Exercise requirements: Take the line that has "the stone church" in it and every line after it to the end of the entries, and reproduce them exactly.

Data listing:

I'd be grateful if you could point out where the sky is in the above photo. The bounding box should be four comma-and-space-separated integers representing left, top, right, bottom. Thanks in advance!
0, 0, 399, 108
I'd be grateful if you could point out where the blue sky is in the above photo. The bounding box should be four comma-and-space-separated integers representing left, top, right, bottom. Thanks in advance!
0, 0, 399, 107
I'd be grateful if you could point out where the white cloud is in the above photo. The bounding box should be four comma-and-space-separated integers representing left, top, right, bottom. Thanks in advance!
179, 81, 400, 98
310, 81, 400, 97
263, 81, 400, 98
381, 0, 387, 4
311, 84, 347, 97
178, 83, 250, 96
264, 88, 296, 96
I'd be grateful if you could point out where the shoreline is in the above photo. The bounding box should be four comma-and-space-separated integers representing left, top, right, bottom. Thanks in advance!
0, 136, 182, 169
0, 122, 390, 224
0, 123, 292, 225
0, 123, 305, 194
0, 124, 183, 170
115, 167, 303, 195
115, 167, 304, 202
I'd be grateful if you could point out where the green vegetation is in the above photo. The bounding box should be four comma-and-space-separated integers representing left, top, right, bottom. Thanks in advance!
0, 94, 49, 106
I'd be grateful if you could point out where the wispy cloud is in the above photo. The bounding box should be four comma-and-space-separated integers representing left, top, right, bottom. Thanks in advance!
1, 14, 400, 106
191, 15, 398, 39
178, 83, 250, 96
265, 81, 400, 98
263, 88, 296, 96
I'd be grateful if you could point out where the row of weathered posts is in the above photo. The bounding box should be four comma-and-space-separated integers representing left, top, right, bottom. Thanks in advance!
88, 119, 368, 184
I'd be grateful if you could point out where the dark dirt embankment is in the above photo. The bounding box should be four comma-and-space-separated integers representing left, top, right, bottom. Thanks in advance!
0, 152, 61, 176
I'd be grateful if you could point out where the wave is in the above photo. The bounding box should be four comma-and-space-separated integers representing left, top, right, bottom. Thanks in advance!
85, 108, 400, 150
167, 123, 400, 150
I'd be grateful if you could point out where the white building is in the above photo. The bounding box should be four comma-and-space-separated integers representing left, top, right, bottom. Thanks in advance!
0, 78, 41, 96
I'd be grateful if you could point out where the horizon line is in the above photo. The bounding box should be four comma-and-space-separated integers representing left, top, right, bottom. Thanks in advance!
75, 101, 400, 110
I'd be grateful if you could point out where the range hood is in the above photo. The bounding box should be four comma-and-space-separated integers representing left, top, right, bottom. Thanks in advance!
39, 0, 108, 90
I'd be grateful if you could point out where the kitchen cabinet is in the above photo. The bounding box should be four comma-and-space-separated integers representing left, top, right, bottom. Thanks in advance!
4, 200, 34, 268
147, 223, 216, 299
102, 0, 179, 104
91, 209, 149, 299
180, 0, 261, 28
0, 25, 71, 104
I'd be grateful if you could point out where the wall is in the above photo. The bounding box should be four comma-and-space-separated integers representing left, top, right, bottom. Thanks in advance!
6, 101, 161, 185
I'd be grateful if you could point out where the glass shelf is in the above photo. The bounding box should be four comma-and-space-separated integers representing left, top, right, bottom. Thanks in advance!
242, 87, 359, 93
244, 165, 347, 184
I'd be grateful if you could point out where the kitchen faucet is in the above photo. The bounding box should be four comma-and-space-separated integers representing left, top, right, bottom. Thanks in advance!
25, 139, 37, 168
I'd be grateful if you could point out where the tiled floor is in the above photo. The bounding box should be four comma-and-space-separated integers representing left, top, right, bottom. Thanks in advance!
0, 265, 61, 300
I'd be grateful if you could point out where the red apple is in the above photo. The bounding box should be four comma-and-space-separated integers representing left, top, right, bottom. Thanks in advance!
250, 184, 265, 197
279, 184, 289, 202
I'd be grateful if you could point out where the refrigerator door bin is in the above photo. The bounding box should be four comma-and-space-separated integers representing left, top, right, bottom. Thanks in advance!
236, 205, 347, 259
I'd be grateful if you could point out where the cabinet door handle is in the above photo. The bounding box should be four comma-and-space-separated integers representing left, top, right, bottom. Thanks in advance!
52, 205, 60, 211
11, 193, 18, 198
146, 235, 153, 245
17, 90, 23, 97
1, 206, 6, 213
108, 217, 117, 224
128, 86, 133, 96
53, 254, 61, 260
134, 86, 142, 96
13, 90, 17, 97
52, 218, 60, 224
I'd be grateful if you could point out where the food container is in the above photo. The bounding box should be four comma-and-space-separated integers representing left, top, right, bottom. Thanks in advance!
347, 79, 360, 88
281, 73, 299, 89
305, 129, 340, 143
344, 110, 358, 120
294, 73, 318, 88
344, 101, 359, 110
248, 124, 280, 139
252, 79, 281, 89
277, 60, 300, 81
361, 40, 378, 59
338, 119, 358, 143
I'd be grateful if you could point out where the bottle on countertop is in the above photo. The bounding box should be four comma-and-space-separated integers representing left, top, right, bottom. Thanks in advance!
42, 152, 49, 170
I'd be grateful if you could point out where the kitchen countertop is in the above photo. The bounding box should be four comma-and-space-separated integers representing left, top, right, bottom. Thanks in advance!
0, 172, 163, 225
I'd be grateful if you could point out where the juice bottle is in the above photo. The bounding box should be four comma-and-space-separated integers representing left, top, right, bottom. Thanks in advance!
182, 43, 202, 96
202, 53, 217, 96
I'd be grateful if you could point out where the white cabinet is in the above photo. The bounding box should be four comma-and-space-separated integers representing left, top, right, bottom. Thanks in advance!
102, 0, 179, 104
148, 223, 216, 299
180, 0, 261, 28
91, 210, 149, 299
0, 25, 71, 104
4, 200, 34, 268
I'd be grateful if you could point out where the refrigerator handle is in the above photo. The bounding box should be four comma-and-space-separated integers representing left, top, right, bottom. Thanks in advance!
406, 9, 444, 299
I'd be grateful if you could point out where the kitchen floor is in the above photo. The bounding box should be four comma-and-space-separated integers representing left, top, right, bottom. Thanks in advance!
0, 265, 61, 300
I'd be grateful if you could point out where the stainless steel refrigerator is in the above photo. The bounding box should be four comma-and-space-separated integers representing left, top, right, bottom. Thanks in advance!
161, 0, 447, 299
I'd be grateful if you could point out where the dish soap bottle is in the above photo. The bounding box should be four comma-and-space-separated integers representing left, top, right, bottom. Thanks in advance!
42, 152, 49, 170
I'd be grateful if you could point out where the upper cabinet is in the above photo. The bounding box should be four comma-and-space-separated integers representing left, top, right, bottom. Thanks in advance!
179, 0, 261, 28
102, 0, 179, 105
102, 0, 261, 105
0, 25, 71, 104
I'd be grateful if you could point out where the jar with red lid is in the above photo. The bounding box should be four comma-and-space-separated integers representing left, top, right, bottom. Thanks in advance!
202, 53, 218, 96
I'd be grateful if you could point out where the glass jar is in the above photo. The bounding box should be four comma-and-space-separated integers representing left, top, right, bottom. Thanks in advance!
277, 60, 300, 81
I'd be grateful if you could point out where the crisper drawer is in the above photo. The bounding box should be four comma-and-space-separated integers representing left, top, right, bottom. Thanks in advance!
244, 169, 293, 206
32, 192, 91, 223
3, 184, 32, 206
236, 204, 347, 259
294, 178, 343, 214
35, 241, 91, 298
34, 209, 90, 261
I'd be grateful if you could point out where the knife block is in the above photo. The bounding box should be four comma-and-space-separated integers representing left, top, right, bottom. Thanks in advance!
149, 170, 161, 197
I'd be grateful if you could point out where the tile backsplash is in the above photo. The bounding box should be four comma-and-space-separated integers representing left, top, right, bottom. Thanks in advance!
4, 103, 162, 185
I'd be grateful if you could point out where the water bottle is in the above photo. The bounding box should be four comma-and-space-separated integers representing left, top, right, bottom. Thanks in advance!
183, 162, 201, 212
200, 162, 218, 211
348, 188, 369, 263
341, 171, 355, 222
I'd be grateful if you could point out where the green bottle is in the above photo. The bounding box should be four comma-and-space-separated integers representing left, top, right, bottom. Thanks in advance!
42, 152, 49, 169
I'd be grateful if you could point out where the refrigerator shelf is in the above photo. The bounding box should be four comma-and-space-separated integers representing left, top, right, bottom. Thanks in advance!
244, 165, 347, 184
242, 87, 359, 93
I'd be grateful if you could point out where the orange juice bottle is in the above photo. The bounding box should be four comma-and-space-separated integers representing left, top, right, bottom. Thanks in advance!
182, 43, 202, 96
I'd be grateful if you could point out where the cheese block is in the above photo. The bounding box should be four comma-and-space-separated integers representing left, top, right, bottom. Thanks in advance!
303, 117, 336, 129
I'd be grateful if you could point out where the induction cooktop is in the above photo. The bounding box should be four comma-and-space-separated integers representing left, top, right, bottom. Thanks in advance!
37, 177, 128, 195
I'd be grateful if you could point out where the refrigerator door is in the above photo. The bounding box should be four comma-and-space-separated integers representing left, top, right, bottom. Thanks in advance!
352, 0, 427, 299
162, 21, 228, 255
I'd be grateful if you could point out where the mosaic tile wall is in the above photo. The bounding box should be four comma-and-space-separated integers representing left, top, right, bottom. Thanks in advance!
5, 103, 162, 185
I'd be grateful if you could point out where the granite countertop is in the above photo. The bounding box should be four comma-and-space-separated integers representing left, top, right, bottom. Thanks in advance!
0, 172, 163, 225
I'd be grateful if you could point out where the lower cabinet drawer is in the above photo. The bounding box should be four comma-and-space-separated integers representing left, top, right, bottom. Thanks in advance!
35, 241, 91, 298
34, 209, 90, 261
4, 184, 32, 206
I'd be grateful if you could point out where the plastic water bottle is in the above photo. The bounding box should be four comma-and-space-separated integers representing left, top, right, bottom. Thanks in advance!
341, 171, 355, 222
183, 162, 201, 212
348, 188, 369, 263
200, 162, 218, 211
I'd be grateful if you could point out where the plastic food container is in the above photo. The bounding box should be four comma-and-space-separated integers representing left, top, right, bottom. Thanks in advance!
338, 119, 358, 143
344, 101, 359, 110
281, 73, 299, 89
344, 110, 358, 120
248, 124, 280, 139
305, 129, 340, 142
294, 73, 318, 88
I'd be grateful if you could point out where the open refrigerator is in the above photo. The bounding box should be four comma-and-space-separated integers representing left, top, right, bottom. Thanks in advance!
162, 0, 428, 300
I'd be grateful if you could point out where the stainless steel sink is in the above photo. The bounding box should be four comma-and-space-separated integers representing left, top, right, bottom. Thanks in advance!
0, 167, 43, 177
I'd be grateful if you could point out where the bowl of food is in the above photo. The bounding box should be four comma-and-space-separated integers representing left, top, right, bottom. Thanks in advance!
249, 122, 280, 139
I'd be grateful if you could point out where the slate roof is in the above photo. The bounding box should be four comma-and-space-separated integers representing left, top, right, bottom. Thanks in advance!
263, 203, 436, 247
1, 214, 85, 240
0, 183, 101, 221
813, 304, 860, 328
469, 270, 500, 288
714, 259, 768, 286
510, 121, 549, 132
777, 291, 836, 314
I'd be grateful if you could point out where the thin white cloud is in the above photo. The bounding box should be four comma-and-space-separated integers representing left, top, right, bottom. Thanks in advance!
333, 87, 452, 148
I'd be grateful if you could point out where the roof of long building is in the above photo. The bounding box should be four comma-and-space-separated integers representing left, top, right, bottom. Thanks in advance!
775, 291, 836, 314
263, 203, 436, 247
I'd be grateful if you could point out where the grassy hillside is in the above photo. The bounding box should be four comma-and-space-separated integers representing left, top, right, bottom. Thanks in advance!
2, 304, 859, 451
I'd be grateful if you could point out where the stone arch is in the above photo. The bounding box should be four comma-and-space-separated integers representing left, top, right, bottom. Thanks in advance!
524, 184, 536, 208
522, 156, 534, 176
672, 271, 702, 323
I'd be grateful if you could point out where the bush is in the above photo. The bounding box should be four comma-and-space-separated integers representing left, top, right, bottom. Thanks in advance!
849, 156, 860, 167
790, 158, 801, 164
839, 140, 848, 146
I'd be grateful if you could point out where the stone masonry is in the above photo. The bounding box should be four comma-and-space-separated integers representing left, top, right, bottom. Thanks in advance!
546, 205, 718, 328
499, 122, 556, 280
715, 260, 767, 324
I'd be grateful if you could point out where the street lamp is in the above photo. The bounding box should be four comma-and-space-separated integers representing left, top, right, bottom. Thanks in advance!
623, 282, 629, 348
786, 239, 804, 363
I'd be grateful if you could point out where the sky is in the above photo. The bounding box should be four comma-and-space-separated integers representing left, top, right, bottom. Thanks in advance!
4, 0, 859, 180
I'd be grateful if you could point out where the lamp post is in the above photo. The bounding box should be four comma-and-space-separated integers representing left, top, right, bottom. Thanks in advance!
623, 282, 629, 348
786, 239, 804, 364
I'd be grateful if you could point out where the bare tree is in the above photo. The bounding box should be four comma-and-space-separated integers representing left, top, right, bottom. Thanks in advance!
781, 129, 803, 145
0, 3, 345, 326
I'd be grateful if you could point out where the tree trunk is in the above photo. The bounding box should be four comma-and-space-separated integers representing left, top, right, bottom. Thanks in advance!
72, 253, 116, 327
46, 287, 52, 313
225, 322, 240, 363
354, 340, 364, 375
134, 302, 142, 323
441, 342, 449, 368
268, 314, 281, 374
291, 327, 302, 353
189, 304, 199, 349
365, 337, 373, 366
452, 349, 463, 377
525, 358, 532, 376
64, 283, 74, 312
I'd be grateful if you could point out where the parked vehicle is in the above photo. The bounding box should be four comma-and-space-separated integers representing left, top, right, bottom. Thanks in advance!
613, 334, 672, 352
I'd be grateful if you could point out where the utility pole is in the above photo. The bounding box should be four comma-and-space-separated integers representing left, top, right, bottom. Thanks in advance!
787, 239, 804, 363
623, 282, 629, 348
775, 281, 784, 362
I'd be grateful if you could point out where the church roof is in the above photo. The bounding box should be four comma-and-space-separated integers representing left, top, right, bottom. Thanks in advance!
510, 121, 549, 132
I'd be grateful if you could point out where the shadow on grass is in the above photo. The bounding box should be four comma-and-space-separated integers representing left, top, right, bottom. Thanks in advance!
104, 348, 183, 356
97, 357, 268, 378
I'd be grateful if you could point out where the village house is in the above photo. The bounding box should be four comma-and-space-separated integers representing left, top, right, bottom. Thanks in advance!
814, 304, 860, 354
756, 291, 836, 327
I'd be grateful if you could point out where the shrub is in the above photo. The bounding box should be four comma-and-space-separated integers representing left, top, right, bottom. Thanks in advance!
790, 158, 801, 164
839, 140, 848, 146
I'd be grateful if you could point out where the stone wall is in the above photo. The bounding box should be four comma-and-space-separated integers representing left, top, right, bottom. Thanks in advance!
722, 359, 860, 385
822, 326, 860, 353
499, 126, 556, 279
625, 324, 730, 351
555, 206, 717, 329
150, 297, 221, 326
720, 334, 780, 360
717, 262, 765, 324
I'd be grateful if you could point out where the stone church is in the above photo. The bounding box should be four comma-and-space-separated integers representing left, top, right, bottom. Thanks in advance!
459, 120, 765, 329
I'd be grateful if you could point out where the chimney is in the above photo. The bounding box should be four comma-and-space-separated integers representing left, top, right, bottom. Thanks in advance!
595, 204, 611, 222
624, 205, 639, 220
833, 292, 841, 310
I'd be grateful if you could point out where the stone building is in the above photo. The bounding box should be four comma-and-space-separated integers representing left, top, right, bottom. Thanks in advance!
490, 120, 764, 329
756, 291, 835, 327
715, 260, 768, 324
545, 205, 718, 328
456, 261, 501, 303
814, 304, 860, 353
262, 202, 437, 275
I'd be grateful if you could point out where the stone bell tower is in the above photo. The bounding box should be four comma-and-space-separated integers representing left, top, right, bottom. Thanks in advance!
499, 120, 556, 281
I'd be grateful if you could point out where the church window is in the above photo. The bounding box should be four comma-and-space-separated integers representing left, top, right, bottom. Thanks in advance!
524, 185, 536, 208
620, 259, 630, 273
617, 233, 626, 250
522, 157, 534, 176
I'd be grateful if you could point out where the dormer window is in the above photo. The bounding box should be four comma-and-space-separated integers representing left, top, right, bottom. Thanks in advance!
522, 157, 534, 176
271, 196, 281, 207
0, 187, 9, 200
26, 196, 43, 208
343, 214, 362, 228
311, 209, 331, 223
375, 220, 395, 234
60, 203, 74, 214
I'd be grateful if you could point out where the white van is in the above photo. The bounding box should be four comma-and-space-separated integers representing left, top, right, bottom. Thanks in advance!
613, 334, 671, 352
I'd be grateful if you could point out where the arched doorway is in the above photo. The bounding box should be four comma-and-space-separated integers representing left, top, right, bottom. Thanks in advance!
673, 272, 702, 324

Result:
I'd be grateful if you could point out where the stone church is in the above photo. The bounding box should be four comma-and-space-separated integers representing left, top, right, bottom. Thanks in advance!
459, 120, 765, 329
I'd be grateful if you could point out where the chimney is in the above photo. The bounding box should be four comma-and-space-separated integers representing left, top, right, bottom. Thanks in advance!
595, 204, 611, 222
624, 205, 639, 220
833, 292, 841, 310
I'd be grateful if you could point out where the stone building is in the above photo. The bounding box should be four comma-and-space-separated integers representing left, top, right, bottom. Thanks in advance!
490, 120, 764, 329
756, 291, 835, 327
715, 260, 768, 324
545, 205, 718, 328
456, 261, 501, 303
814, 304, 860, 353
262, 202, 437, 275
I'd be grateful if you could point out where the stone bell tower is in the above photo. The bounding box should be four comma-and-space-separated integers representing left, top, right, bottom. Thanks in advance!
499, 120, 556, 281
I'd be grateful if you could point out where the church window is in the above photo. The bounding box should be four comma-and-space-separated integers representing left, top, right, bottom. Thanks in advance!
524, 185, 536, 208
620, 259, 630, 273
617, 233, 626, 250
522, 157, 534, 176
I'd be grateful if you could point out where the dormer window is in the above photo. The bounding box should be four comma-and-space-separated integers representing left, top, right, bottom. Thanks in advance!
522, 157, 534, 176
271, 196, 281, 207
0, 187, 9, 200
26, 196, 43, 208
343, 214, 362, 228
311, 209, 331, 223
375, 220, 395, 234
60, 203, 74, 214
I'd be grateful if you could point out where the white van is in the above photo. The bounding box should be four comma-and-space-separated integers representing left, top, right, bottom. Thanks in advance!
613, 334, 671, 352
I'd be grateful if you could point out where the arched doorway is in the above photo. The bounding box should be four comma-and-space-separated integers representing left, top, right, bottom. Thanks in advance!
673, 272, 702, 324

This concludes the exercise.